[Opening DOCUMENT EXTRACT section]
- Nearly 150 positive coronavirus cases have now been traced back to an indoor wedding in Maine.
- 65 people gathered for a wedding in early August, and in the weeks since the wedding, dozens of people have tested positive, with outbreaks at a jail and a nursing home.
- Three people have died after coming in contact with wedding guests and their connections.
The novel coronavirus isn’t nearly as mysterious now as it was six months ago. Wear a mask, wash your hands, and keep your distance from others, and your chances of becoming infected drop precipitously. The riskiest activities, and the ones which frequently result in people getting sick, all seem to take place indoors, where they are exposed to one another for extended periods of time. And yet, tragic stories of “superspreader” incidents keep making the news week after week, with the latest taking place in Maine at a wedding that has been linked to three deaths.
A month ago, 65 people attended a wedding at Big Moose Inn in Millinocket, Maine. Within 10 days of the August 7th reception, Millinocket Regional Hospital reported that “a significant COVID-19 outbreak” was taking place in the town, as 28 positive cases had been linked back to the event. That number has been rising ever since, and on August 21st, the hospital reported the first casualty from the cases connected to the wedding.
Maine has reported fewer than 5,000 confirmed positive cases of COVID-19 since the pandemic started, putting it in the bottom five of all US states. Despite its relatively minuscule infection rate, one indoor wedding was enough to set off a chain reaction, and on Saturday, the Maine CDC told CBS News that at least 147 cases have now been traced back to the gathering, with the outbreak having now spread to a jail and a nursing home.
[Closing DOCUMENT EXTRACT section]
TASK REQUIREMENTS —
(A) In the report on the Maine wedding outbreak, where was the reception held?
(B) Pick up the report on the Maine wedding outbreak after its final sentence and write what comes next.
[Opening DATASET section]
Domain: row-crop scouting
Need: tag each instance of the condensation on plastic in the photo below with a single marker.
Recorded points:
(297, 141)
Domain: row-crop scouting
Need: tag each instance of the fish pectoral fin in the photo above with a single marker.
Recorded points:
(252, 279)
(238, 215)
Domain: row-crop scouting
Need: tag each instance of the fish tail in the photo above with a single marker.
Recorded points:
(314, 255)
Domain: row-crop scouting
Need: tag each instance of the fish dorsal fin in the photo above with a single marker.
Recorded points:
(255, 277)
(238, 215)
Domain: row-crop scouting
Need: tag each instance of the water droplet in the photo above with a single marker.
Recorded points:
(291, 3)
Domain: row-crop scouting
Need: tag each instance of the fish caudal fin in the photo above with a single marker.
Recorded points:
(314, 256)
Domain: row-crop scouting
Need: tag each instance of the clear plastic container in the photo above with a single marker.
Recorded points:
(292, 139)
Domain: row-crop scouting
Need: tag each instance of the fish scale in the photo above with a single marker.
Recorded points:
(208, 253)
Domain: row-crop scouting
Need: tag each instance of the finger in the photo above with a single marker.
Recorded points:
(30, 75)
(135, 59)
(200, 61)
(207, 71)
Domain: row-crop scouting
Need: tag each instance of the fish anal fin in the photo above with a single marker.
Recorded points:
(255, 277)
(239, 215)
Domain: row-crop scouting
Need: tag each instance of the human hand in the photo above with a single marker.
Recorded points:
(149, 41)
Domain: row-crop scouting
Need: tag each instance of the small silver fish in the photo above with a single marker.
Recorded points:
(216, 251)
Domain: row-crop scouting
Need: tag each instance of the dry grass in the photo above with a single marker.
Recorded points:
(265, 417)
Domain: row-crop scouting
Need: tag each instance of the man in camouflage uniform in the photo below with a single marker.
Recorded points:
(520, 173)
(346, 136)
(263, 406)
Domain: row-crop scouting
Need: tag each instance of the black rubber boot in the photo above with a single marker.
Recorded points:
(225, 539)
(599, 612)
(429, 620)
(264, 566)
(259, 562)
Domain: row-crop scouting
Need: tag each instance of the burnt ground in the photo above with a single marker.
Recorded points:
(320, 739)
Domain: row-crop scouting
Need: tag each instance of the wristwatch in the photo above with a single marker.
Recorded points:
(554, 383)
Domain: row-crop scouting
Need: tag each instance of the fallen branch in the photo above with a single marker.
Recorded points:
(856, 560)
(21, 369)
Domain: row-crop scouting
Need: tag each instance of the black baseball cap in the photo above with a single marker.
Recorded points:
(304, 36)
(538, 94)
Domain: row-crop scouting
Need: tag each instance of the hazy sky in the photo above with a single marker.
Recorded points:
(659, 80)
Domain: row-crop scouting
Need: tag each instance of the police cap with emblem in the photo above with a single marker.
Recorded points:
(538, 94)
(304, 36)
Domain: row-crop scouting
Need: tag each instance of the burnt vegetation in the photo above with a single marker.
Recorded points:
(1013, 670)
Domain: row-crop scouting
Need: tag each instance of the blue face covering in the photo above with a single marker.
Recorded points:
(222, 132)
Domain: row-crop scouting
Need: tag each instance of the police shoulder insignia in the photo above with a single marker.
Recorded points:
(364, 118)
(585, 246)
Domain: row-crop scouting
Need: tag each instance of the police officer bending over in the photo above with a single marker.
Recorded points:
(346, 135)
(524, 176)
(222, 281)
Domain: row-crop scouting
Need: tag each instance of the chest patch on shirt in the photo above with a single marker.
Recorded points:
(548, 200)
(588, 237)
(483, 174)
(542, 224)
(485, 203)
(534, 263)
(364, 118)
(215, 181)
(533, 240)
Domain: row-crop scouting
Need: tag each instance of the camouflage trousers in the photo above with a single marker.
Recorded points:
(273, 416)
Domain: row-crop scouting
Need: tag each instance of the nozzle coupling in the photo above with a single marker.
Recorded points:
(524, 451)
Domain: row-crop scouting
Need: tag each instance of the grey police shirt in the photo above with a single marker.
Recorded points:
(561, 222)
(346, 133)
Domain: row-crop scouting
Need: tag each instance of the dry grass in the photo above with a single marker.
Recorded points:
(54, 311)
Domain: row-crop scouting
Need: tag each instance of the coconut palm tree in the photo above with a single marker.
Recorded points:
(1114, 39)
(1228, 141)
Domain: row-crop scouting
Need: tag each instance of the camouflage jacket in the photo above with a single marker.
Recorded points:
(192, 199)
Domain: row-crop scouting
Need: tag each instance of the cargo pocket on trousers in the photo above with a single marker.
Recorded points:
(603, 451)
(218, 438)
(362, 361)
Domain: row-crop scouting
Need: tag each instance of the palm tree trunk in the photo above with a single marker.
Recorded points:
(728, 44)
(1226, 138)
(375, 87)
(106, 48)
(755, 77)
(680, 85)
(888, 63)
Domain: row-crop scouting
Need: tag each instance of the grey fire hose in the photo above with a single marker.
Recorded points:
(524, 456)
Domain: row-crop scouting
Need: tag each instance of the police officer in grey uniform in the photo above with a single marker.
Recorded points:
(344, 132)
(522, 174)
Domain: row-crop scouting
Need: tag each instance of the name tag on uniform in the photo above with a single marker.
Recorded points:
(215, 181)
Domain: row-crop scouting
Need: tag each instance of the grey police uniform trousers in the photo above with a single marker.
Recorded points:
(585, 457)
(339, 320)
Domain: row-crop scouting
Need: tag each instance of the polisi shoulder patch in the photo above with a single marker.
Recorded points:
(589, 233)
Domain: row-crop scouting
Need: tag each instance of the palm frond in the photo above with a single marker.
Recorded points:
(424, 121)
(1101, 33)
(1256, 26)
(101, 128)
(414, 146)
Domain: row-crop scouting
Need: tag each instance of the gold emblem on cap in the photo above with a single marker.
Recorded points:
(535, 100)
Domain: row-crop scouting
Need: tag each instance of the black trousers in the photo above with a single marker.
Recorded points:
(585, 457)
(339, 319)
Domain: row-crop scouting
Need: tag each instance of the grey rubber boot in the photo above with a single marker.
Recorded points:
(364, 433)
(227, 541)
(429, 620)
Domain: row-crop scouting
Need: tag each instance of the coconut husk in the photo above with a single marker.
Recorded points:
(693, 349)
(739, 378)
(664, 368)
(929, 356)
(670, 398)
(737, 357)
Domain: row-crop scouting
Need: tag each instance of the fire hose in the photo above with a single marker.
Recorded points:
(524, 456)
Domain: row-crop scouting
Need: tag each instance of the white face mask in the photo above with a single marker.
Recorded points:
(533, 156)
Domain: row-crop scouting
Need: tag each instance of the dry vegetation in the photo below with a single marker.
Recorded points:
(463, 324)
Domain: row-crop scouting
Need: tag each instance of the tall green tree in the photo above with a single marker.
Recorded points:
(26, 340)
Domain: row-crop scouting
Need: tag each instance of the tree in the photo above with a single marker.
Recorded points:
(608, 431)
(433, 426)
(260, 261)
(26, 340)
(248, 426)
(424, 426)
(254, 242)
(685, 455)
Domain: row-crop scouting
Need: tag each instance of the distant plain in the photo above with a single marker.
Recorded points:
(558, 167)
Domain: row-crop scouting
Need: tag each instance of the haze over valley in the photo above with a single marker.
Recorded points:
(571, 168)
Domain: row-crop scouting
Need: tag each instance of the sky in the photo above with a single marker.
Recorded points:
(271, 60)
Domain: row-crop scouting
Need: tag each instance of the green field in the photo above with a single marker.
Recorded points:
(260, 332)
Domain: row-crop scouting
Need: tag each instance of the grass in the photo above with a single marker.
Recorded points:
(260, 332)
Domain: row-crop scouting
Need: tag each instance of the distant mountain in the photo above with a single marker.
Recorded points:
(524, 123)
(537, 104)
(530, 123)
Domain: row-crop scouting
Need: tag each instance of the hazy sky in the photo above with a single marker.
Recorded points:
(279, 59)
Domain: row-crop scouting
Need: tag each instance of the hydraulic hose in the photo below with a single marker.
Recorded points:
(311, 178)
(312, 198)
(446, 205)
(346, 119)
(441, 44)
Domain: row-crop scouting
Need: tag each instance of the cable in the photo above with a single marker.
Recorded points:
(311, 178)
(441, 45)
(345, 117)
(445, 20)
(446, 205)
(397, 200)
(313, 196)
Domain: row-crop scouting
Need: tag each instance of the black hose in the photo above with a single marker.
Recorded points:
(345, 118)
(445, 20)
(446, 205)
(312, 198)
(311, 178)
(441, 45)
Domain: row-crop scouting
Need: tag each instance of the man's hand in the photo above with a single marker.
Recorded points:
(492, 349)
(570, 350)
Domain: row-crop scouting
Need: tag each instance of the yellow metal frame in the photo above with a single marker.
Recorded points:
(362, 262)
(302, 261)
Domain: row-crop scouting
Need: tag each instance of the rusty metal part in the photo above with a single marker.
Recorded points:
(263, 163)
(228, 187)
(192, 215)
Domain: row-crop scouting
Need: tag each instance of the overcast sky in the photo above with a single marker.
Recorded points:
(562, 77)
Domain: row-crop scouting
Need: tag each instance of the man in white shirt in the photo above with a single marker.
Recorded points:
[Closing DATASET section]
RESULTS OF THE EXERCISE —
(A) Big Moose Inn in Millinocket, Maine.

(B)
One of the wedding attendees works at York County Jail in Maine, and as of last week, there have been 72 cases — 46 inmates, 19 staff members, and 7 family members. That’s nearly half of the facility’s population, and makes it one of the worst single-facility COVID-19 outbreaks that the state has seen to date.
The family member of yet another guest that tested positive works at Maplecrest Rehabilitation Center in Somerset County and 19 cases have been reported in the nursing home so far. There are now three COVID-19 deaths linked to the guests of the wedding and their contacts, including a 70-year-old man from Somerset County. Maine CDC director Dr. Nirav Shah wouldn’t say if the man was a resident of Maplecrest “for reasons of patient privacy.”
“No outbreak is an island,” Dr. Shah explained. “Outbreaks are not isolated events. One outbreak can quickly lead to several more outbreaks, especially in a close geographic area.”